# Work to complete
Only the lines from the one with "the baby's head" onward are wanted, through the last line of the entries, set down exactly.
-- Start Input rows --
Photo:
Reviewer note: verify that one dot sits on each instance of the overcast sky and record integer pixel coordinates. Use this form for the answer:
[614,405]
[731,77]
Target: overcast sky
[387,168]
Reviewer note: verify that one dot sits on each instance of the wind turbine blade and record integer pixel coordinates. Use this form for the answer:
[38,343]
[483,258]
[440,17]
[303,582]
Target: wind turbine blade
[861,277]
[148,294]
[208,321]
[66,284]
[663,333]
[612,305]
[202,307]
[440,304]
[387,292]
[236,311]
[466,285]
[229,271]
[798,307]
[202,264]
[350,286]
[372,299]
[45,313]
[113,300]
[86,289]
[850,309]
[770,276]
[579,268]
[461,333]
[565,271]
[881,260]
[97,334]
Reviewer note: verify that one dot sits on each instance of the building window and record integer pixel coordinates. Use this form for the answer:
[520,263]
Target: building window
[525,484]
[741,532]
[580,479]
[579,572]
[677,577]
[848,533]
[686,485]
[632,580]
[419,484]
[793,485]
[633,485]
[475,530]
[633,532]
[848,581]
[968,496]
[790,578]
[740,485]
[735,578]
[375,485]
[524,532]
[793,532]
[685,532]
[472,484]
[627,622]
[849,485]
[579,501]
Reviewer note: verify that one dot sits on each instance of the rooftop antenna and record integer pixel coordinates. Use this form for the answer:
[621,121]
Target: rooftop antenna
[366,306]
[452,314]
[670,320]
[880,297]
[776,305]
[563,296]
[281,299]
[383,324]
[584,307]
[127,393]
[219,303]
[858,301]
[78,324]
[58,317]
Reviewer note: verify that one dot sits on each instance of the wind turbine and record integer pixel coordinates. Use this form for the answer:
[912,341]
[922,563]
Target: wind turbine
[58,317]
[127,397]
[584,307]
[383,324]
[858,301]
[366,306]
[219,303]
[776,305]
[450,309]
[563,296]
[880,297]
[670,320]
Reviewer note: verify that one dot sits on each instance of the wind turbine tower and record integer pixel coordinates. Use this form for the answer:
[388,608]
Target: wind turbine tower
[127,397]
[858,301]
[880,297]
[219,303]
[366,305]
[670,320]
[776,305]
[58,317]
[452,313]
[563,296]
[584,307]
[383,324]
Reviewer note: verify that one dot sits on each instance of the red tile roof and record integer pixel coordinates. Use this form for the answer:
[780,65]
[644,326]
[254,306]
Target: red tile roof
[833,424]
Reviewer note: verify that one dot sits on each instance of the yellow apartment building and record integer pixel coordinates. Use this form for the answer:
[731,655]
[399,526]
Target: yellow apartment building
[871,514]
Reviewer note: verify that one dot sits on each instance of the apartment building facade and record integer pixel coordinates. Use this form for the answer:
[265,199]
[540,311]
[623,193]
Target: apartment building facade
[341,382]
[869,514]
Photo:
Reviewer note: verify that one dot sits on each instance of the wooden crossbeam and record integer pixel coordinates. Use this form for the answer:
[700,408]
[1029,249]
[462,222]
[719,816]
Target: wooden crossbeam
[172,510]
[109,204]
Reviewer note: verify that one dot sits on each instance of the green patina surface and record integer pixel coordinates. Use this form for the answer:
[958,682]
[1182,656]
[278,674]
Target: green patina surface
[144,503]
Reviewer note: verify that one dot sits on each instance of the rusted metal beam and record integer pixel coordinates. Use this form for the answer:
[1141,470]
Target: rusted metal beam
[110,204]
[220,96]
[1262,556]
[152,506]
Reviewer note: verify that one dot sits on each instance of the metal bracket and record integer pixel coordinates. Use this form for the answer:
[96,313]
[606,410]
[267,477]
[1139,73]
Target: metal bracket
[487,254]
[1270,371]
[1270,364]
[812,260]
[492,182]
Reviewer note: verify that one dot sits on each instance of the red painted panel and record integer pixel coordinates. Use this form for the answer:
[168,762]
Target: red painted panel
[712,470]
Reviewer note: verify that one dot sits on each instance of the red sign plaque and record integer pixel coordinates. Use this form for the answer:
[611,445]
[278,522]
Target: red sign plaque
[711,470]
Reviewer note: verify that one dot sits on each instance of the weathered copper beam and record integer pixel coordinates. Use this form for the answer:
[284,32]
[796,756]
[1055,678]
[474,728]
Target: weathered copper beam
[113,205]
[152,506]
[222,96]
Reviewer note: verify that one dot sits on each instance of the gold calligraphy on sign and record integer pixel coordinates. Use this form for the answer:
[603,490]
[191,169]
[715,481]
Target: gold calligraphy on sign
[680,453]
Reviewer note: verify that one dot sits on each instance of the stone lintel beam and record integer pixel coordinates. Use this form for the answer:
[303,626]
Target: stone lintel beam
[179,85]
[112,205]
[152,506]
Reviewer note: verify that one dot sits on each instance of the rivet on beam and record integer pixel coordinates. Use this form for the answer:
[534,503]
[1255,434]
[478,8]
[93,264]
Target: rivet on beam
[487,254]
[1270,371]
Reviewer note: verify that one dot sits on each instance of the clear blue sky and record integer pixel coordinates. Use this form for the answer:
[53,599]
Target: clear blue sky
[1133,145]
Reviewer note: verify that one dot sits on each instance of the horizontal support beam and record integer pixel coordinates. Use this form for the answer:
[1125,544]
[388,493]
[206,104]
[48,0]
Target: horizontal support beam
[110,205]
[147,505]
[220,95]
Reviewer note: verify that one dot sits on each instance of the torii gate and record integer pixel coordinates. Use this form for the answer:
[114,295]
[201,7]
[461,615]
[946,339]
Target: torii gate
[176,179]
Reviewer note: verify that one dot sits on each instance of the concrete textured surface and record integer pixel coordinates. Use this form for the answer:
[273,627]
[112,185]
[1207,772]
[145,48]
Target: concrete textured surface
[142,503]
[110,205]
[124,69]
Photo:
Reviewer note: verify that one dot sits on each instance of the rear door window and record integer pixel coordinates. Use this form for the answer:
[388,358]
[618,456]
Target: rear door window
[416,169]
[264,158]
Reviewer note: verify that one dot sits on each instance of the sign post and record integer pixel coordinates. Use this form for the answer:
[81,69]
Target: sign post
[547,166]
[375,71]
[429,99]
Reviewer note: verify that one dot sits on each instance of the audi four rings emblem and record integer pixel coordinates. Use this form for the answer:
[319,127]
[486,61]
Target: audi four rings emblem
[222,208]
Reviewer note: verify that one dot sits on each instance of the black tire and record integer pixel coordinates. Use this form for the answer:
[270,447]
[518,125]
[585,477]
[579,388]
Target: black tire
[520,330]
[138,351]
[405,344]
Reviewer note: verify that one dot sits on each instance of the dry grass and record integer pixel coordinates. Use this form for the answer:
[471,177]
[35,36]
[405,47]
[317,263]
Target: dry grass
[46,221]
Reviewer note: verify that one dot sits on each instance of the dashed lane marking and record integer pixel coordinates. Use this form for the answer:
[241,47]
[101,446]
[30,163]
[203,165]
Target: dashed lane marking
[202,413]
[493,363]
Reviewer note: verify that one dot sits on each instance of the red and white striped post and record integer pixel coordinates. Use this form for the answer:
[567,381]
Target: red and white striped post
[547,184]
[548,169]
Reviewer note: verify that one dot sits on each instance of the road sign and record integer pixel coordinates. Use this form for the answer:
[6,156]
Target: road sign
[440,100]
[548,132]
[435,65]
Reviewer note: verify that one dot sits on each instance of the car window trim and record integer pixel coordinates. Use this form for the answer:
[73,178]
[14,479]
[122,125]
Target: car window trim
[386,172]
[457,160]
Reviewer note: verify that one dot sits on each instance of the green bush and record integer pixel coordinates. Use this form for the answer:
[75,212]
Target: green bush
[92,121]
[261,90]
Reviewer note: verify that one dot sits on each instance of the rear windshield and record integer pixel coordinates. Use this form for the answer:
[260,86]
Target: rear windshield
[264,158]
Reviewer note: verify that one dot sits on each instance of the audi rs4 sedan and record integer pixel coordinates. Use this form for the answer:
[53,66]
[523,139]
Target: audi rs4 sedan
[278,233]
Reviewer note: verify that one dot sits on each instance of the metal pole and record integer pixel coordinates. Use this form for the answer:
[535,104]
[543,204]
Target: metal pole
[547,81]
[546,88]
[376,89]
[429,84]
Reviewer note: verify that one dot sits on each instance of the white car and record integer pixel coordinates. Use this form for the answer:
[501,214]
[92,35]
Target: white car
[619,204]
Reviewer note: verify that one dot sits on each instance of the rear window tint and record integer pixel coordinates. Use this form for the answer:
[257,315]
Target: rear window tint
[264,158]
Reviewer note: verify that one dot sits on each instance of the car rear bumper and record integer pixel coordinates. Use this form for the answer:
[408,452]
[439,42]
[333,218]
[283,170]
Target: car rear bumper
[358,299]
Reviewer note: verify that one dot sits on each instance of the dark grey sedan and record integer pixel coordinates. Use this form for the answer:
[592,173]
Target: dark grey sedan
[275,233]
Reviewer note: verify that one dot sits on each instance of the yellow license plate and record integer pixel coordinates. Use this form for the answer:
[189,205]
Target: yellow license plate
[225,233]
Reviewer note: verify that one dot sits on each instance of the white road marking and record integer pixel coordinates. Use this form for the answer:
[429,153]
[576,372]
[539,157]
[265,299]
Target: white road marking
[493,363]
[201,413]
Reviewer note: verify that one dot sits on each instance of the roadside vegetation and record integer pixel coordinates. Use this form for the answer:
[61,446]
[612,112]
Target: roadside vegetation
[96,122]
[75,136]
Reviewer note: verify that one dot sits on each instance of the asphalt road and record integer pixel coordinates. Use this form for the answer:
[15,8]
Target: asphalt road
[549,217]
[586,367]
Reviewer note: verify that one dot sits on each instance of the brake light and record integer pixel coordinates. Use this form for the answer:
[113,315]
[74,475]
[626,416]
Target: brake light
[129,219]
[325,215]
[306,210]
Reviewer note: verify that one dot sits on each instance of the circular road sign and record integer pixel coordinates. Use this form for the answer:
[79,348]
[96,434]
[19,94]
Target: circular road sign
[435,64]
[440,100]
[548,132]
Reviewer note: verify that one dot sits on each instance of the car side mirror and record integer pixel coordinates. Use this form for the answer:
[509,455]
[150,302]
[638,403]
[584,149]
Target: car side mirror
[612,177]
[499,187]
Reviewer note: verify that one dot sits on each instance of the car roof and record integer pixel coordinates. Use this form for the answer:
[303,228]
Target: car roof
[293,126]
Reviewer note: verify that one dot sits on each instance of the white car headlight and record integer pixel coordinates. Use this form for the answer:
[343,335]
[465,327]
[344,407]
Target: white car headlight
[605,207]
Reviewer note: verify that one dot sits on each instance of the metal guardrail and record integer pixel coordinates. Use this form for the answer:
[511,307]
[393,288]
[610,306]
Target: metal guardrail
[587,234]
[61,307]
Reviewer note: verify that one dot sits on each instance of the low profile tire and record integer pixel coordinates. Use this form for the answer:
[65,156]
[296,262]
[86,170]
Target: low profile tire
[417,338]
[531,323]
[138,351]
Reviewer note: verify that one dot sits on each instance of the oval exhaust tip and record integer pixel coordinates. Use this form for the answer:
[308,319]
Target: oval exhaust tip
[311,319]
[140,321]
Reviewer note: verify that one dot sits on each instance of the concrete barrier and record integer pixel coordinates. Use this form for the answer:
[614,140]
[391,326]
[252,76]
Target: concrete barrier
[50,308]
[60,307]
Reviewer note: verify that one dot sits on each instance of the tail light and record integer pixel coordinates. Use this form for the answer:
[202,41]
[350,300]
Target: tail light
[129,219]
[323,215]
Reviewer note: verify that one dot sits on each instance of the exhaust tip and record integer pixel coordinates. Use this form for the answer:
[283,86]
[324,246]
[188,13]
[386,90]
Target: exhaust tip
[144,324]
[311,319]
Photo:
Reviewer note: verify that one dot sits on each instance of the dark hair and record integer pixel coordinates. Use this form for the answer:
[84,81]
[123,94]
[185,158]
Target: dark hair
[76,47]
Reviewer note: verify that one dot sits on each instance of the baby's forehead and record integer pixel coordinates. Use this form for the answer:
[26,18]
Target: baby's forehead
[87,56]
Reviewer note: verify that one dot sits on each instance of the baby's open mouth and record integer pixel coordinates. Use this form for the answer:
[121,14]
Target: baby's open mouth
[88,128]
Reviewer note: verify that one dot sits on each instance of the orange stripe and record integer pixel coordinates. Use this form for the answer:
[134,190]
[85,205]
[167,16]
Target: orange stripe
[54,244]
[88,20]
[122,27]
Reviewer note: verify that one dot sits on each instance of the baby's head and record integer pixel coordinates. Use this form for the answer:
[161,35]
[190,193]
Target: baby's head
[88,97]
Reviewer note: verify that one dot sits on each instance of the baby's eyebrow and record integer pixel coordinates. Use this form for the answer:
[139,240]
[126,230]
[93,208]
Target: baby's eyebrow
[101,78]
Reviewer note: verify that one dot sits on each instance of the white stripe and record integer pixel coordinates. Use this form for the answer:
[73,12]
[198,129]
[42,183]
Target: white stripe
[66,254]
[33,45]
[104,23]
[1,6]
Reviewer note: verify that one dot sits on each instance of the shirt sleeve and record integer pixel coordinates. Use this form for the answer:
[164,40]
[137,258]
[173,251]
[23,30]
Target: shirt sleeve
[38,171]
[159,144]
-- End Input rows --
# Task response
Reviewer note: verify that one dot sits on each instance of the baby's head and record integer pixel coordinates. Use this form for the answer:
[161,35]
[190,193]
Target: baby's head
[88,97]
Reviewer note: verify that one dot sits on each instance of the baby's eyebrow and record integer pixel coordinates. Use this form for the answer:
[139,240]
[126,230]
[93,208]
Target: baby's eyebrow
[101,78]
Reviewer note: verify that one dot sits on each instance of the white stripe and record integer pixel coordinates. Use this form for the answer:
[73,12]
[198,129]
[42,183]
Target: white stripe
[66,254]
[33,45]
[104,23]
[1,6]
Reviewer note: verify that one dot sits on each instance of the shirt sleeve and record integer pixel coordinates. Use this form for the answer:
[164,40]
[137,258]
[173,251]
[23,30]
Target: shirt sleeve
[38,171]
[159,144]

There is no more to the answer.